> _Image-backed grounding data_

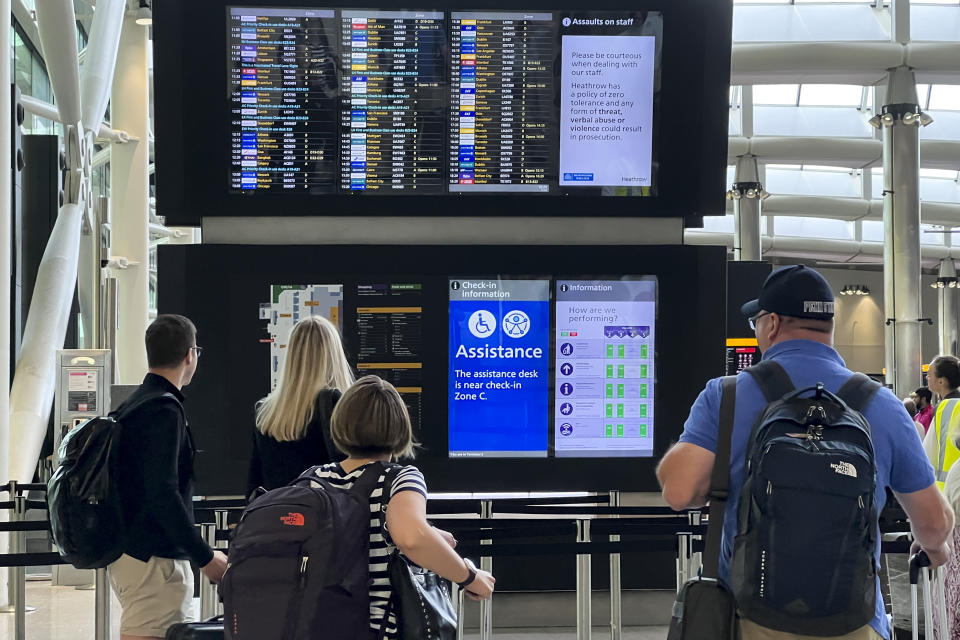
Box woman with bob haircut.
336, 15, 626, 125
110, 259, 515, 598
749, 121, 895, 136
310, 375, 495, 639
247, 315, 354, 494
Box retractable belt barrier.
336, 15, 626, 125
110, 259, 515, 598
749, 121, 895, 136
0, 486, 928, 640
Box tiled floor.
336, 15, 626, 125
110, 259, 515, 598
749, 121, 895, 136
0, 581, 669, 640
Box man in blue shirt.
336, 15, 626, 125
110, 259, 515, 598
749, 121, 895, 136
657, 265, 954, 640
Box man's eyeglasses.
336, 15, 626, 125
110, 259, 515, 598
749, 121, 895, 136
190, 346, 204, 357
748, 312, 772, 331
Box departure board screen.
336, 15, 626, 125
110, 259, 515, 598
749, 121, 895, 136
226, 7, 663, 196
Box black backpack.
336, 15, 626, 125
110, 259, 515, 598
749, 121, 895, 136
223, 462, 396, 640
47, 391, 181, 569
730, 361, 881, 636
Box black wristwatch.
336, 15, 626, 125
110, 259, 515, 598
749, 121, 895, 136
458, 558, 477, 588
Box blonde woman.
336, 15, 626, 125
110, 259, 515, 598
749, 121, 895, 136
247, 315, 354, 495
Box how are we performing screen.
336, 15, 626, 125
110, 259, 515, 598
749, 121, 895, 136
448, 277, 656, 458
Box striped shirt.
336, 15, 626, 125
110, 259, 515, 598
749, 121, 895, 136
310, 462, 428, 638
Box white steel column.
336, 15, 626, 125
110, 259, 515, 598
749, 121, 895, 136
880, 67, 926, 398
110, 15, 150, 382
937, 259, 959, 357
730, 154, 767, 262
0, 0, 12, 608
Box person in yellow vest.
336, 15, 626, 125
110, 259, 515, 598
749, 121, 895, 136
923, 355, 960, 489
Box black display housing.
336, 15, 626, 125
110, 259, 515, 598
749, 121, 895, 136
153, 0, 732, 226
158, 243, 726, 495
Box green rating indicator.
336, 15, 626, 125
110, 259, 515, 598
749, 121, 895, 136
641, 364, 648, 378
617, 365, 625, 379
617, 424, 624, 438
618, 344, 625, 359
640, 384, 648, 399
640, 404, 648, 418
617, 404, 624, 418
606, 424, 613, 438
641, 344, 648, 358
606, 344, 614, 358
640, 424, 647, 437
617, 383, 625, 399
606, 383, 614, 398
606, 404, 613, 418
606, 364, 614, 378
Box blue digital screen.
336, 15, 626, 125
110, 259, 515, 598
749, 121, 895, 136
448, 279, 550, 457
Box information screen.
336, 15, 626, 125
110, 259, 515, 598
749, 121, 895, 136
448, 276, 657, 458
227, 7, 662, 196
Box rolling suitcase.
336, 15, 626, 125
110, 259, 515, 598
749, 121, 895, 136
164, 617, 224, 640
908, 552, 950, 640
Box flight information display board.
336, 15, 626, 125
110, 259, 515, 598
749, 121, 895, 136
226, 6, 662, 196
448, 276, 657, 458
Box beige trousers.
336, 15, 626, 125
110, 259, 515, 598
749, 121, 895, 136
740, 619, 886, 640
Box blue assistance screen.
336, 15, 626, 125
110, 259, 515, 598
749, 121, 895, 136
448, 278, 551, 457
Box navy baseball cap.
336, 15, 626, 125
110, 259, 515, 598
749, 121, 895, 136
741, 265, 835, 320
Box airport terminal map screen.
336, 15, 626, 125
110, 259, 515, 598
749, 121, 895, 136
227, 7, 661, 196
449, 277, 656, 458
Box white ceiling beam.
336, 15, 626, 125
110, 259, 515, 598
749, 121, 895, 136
732, 42, 960, 85
727, 137, 960, 171
34, 0, 81, 124
720, 195, 960, 227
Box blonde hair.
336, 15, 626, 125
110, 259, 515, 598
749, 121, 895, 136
331, 375, 416, 459
256, 315, 355, 441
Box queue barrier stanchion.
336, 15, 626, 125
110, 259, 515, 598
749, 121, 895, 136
12, 491, 26, 640
213, 510, 229, 617
199, 524, 218, 620
576, 519, 592, 640
687, 511, 703, 580
607, 491, 621, 640
479, 500, 493, 640
94, 568, 110, 640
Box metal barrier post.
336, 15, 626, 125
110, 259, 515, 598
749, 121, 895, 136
676, 531, 692, 593
577, 519, 592, 640
199, 523, 217, 620
214, 510, 229, 617
688, 511, 703, 579
608, 491, 621, 640
455, 584, 465, 640
12, 492, 26, 640
94, 568, 110, 640
479, 500, 493, 640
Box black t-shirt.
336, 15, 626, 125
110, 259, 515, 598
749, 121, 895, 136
246, 388, 344, 495
115, 374, 213, 567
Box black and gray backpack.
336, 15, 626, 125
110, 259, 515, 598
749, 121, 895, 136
730, 360, 881, 636
223, 462, 396, 640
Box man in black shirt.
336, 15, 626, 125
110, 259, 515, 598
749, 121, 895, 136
108, 314, 227, 640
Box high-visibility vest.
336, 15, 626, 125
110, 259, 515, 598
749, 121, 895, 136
933, 398, 960, 489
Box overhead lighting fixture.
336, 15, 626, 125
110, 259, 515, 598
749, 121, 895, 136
841, 285, 870, 296
880, 113, 895, 126
932, 276, 958, 289
135, 1, 152, 26
868, 114, 882, 129
902, 112, 918, 126
918, 112, 934, 127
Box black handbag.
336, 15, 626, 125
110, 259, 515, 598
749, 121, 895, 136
667, 375, 740, 640
378, 466, 458, 640
385, 551, 457, 640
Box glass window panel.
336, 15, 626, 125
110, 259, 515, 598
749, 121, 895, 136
13, 30, 30, 95
754, 84, 800, 105
861, 220, 884, 243
921, 225, 947, 246
795, 0, 876, 2
912, 0, 960, 4
929, 85, 960, 111
766, 167, 861, 198
773, 216, 854, 240
916, 84, 931, 110
920, 168, 960, 179
799, 84, 864, 107
734, 0, 791, 3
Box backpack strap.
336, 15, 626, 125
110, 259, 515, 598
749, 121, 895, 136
835, 373, 882, 413
112, 391, 183, 420
745, 360, 795, 403
703, 375, 737, 580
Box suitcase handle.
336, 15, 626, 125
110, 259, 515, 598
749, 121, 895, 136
908, 550, 931, 585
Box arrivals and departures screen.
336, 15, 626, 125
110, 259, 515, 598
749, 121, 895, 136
227, 7, 661, 196
448, 277, 656, 458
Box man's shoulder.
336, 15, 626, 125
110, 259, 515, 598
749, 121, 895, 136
118, 388, 184, 426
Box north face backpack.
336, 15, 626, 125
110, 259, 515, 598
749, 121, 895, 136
47, 391, 181, 569
730, 360, 881, 637
223, 462, 397, 640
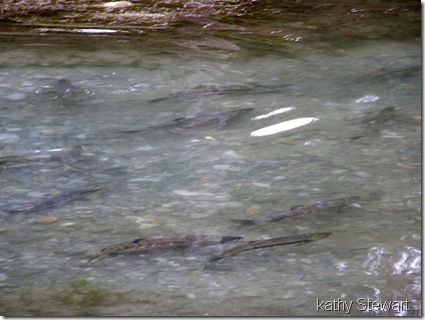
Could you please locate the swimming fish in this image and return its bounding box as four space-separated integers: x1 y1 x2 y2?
2 183 102 214
121 108 253 134
208 232 332 261
96 235 242 257
350 106 396 140
79 235 243 272
233 196 361 226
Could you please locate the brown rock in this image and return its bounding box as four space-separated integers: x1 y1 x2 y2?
35 216 59 224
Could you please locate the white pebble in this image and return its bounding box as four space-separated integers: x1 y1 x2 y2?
355 171 370 178
60 222 75 227
252 182 271 188
6 93 26 101
281 293 295 299
213 164 240 171
173 189 202 197
27 191 45 198
0 133 19 144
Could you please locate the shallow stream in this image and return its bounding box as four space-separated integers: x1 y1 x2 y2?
0 16 421 316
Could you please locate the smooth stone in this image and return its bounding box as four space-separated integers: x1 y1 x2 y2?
246 204 261 216
6 93 26 101
173 190 229 200
27 191 45 198
252 182 271 188
331 169 347 174
173 189 202 197
213 164 240 171
332 157 346 166
240 290 259 297
223 150 241 158
281 293 295 299
156 206 172 213
355 171 370 178
35 216 59 224
60 222 75 227
138 222 161 229
38 129 56 135
300 258 313 265
225 201 244 209
6 128 22 132
0 133 19 144
213 164 231 170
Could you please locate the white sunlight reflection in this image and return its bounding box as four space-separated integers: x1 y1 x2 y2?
250 117 319 137
355 95 380 103
251 107 294 120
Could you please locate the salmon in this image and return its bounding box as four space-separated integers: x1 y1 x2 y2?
2 183 102 214
233 196 361 226
209 232 332 261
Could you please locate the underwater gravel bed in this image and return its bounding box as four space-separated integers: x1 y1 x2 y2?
0 34 421 316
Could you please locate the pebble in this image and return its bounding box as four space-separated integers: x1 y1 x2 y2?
38 129 56 135
161 201 180 208
6 127 22 132
331 169 347 175
173 189 229 200
355 171 370 178
6 93 26 101
156 206 172 212
27 191 46 198
246 204 261 216
36 216 59 224
240 290 259 297
252 182 271 188
214 164 241 171
173 189 203 197
138 222 161 229
60 222 75 227
225 201 244 209
332 157 347 166
300 258 313 265
223 150 241 158
281 292 295 299
0 133 19 144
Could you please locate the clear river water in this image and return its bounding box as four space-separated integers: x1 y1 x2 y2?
0 17 421 316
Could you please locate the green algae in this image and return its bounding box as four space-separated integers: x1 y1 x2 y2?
0 279 121 316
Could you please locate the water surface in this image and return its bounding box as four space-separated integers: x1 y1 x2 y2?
0 28 420 316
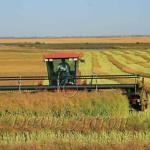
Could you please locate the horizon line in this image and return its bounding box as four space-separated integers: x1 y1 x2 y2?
0 35 150 39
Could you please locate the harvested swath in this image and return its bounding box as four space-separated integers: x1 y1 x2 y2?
102 52 150 76
98 52 125 74
111 51 136 64
112 50 148 63
133 52 150 62
111 52 150 75
91 51 102 74
136 62 150 68
90 51 124 84
82 51 119 84
105 51 150 74
79 51 92 76
96 51 136 84
101 52 135 74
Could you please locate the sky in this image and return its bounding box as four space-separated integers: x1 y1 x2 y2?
0 0 150 37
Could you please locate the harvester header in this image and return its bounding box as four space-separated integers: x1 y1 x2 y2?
0 52 148 111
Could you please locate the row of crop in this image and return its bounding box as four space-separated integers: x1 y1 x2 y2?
112 50 149 63
96 51 133 84
102 51 150 76
101 50 150 87
109 50 150 74
111 50 150 70
88 51 120 84
79 51 92 75
78 50 119 84
89 50 150 78
94 51 125 75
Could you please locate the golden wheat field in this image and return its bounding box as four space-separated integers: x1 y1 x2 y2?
0 39 150 149
0 36 150 44
0 44 149 86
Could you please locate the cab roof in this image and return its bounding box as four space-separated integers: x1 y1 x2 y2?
44 53 80 59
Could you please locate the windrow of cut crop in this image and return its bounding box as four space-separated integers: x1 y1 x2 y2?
111 50 148 64
79 51 92 75
129 51 150 68
91 51 102 75
102 51 150 77
89 51 119 84
98 51 126 75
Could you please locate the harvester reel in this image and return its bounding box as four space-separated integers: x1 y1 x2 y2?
0 74 148 111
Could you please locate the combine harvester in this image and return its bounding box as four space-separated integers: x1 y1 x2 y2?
0 53 149 111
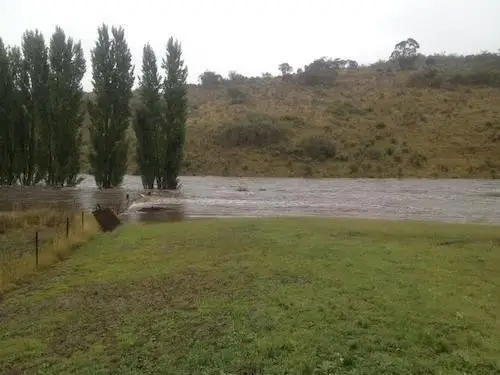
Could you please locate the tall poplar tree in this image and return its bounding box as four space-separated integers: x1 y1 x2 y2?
159 37 188 190
8 46 30 185
20 29 50 185
48 26 86 186
133 43 162 189
0 38 16 185
87 24 134 188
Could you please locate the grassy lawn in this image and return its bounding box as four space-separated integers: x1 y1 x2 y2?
0 218 499 374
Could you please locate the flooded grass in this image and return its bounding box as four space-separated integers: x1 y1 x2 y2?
0 209 100 293
0 217 499 374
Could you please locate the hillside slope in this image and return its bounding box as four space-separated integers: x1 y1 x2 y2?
84 69 500 178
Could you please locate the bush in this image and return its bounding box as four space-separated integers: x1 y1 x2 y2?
327 101 367 117
199 71 223 88
367 149 382 161
369 59 395 71
490 130 500 142
295 135 336 161
214 113 289 148
348 163 359 174
279 115 305 127
408 68 500 89
227 71 247 83
447 71 500 87
407 69 444 88
226 87 246 104
298 57 339 87
396 55 419 70
409 151 427 168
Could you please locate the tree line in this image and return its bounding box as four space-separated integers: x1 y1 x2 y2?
0 24 187 190
199 39 414 89
200 38 500 88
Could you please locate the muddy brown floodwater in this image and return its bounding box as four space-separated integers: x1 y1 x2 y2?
0 174 499 225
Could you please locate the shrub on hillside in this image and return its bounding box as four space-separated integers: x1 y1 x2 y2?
463 52 500 71
199 71 223 88
295 135 337 161
447 71 500 87
489 127 500 142
214 113 289 148
408 151 427 168
298 57 339 87
406 69 444 88
227 87 246 104
369 59 397 72
279 114 305 127
327 101 368 117
425 51 500 71
227 71 247 83
408 68 500 89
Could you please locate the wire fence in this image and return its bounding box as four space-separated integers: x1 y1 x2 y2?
0 210 99 292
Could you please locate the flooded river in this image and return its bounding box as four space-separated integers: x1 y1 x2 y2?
0 174 499 224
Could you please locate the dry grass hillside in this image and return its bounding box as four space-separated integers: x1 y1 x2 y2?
82 68 500 178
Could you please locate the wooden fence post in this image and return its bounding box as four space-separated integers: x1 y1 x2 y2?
35 231 39 268
66 217 70 238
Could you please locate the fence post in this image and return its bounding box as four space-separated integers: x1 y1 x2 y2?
81 211 84 230
66 217 70 238
35 231 39 268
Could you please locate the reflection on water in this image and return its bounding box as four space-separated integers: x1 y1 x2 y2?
0 174 499 224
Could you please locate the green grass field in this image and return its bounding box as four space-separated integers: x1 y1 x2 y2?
1 218 499 374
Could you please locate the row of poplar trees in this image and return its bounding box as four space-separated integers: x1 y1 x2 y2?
0 23 187 190
0 27 85 186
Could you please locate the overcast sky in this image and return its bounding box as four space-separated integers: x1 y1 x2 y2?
2 0 499 91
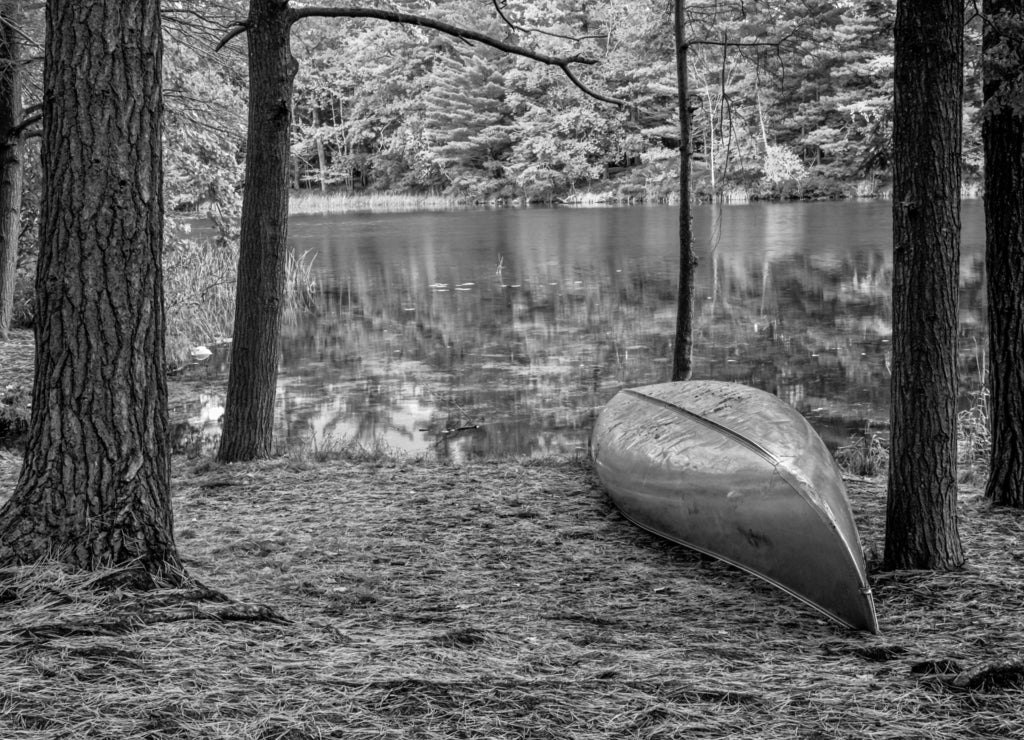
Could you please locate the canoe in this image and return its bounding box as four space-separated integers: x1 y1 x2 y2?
591 380 878 633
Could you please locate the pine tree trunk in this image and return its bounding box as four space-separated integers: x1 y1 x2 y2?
982 0 1024 507
217 0 296 461
671 0 696 382
883 0 965 570
0 0 24 341
0 0 182 578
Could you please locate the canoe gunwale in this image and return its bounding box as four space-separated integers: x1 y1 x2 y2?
617 507 879 634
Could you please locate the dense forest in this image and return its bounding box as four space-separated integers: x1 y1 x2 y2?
164 0 982 212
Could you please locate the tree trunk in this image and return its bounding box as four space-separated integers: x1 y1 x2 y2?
671 0 697 382
217 0 296 461
883 0 965 570
0 0 24 340
313 106 327 192
0 0 182 579
982 0 1024 507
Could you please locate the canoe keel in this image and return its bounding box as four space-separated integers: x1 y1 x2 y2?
591 381 879 633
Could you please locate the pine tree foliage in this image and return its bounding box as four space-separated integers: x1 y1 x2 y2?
420 51 515 198
797 2 895 176
160 0 986 202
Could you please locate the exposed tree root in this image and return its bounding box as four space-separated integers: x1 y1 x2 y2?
0 563 290 642
5 599 289 640
952 661 1024 691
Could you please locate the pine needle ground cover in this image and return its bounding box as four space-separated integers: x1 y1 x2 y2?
1 451 1023 739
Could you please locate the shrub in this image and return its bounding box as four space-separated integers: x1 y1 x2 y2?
0 384 30 444
834 432 889 477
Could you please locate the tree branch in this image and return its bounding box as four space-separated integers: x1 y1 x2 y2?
289 7 597 64
214 21 248 52
213 6 629 106
490 0 608 43
286 6 629 107
10 112 41 138
557 64 631 108
689 38 786 48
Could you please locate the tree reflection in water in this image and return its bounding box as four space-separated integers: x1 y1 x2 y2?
177 201 987 461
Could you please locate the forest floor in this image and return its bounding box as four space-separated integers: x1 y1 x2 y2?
2 331 1024 739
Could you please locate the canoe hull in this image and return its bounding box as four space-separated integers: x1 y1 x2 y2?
591 381 878 633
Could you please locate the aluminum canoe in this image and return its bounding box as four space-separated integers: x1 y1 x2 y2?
591 380 878 633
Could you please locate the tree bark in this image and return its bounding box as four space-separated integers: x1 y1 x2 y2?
671 0 696 382
883 0 965 570
982 0 1024 507
217 0 296 461
0 0 24 340
0 0 182 579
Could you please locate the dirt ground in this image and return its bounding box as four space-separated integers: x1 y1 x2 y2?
1 331 1023 739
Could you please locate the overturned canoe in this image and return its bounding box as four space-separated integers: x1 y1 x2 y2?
591 380 878 633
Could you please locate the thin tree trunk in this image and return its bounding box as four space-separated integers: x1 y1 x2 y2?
0 0 23 340
982 0 1024 507
671 0 696 382
705 87 715 194
217 0 296 461
756 89 770 152
0 0 181 579
313 106 327 192
883 0 965 570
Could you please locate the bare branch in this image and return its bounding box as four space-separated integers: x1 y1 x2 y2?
287 6 629 107
557 64 631 108
689 38 786 48
10 112 40 138
0 12 40 51
214 22 248 52
290 6 596 64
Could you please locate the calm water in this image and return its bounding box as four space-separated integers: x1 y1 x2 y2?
176 201 987 461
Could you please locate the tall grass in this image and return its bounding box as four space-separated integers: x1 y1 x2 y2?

> _Required action_
Answer with a single number: how many lines in the data above have the string "board" in them?

> _The answer_
2